** begin RECORDS PROVIDED **
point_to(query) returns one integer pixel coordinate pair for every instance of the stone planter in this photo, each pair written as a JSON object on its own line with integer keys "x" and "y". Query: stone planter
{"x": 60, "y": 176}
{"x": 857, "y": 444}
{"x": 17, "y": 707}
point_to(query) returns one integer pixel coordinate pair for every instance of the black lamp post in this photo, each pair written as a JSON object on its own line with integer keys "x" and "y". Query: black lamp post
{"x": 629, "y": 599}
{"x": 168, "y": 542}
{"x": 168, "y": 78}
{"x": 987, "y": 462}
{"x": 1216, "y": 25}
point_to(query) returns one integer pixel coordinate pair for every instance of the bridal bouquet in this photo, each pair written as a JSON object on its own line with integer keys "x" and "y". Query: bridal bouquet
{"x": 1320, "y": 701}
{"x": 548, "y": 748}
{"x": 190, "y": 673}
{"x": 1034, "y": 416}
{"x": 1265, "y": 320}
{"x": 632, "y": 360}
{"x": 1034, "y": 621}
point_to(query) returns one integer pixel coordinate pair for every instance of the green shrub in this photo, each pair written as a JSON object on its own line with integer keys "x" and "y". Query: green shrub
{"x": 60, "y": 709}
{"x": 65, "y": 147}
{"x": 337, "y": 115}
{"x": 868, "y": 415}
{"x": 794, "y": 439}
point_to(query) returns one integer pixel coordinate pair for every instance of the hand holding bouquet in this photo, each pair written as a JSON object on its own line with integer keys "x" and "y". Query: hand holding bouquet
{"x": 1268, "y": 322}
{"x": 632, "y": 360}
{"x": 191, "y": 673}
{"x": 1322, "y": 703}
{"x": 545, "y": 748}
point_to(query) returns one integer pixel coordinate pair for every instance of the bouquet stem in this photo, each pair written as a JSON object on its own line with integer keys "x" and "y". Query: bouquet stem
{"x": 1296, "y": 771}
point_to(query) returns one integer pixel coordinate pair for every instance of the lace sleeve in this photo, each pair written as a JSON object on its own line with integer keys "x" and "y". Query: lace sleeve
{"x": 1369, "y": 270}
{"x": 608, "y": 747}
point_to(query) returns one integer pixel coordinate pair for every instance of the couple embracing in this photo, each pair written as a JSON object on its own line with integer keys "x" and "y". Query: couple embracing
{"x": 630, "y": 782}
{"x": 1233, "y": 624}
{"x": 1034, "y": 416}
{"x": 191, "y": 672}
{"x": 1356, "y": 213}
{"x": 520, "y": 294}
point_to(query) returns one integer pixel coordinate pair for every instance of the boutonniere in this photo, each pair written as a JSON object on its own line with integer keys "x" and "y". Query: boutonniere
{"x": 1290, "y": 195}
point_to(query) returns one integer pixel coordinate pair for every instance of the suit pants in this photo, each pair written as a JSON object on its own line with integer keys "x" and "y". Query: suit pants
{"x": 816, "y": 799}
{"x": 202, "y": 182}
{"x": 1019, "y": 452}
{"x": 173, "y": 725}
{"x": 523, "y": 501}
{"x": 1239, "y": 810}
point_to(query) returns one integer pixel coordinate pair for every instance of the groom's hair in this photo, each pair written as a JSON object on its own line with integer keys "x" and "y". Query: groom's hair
** end RECORDS PROVIDED **
WHAT TO WORK ON >> Please copy everything above from the line containing "Query: couple embracing" down to the end of the records, keeping each line whole but raising every x and y pixel coordinate by 137.

WRITTEN SOLUTION >>
point_to(query) returns one integer pixel coordinate pair for every instance of the couple embracing in this photo, each pair written as a JSON object on its own line with integer keys "x" and "y". Query: couple embracing
{"x": 767, "y": 919}
{"x": 1370, "y": 761}
{"x": 1171, "y": 553}
{"x": 328, "y": 809}
{"x": 1493, "y": 350}
{"x": 657, "y": 431}
point_to(query) returns one integer pixel coordinate pair for every instance of the boutonniere in this photo, each pair written as a JSON object on its own line with integer keys "x" and "y". Query: boutonniere
{"x": 1427, "y": 332}
point_to(query) returns one integer pixel coordinate pair for every instance of the suit pants in this photo, each pair written as a JSON object on its own line with integer keys "x" and "y". Query: suit pants
{"x": 953, "y": 936}
{"x": 339, "y": 319}
{"x": 1156, "y": 589}
{"x": 310, "y": 862}
{"x": 660, "y": 638}
{"x": 1376, "y": 947}
point_to(query) returns one integer pixel coordinate pair for every instance of the groom's hair in this photo, each pair written as a JSON object on its own line with integer keys "x" and "y". Query: groom's hair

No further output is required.